## Task prompt
Rewrite the records below with "yellow balloon" changed to "red balloon" and nothing else altered. Leave the pictures out.

● ● ● ●

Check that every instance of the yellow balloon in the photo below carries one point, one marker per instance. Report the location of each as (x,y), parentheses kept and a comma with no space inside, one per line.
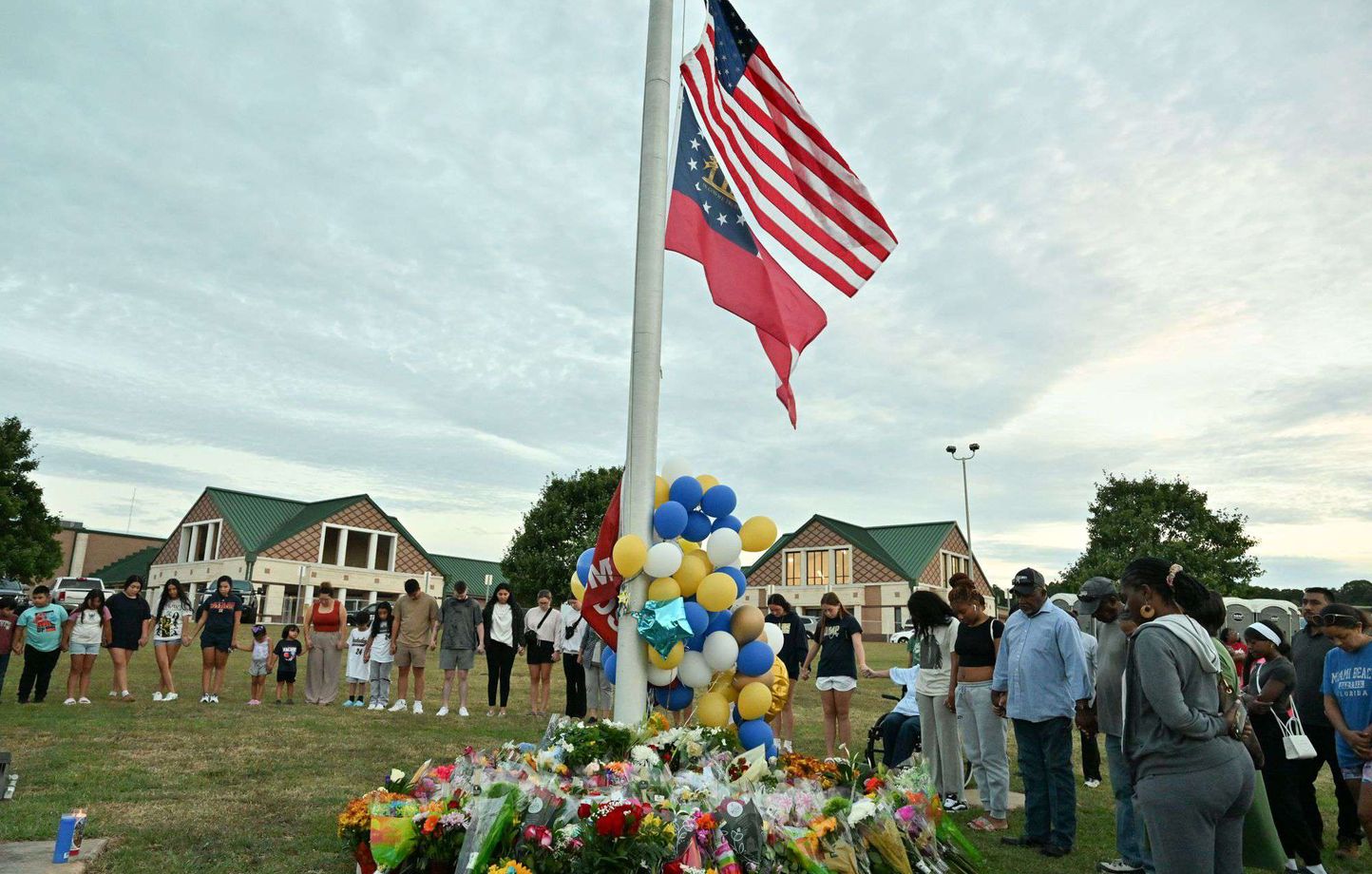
(663,589)
(692,571)
(747,623)
(716,592)
(713,710)
(753,701)
(757,534)
(671,660)
(781,689)
(629,555)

● ● ● ●

## Reply
Check that every instance of the red balloon in the photo below carries one point, one marker per instance. Report the location of each as (x,y), parentheses kept and a comma with no space inside, one per line.
(663,589)
(692,571)
(747,623)
(716,592)
(713,710)
(753,701)
(757,534)
(671,660)
(781,689)
(629,555)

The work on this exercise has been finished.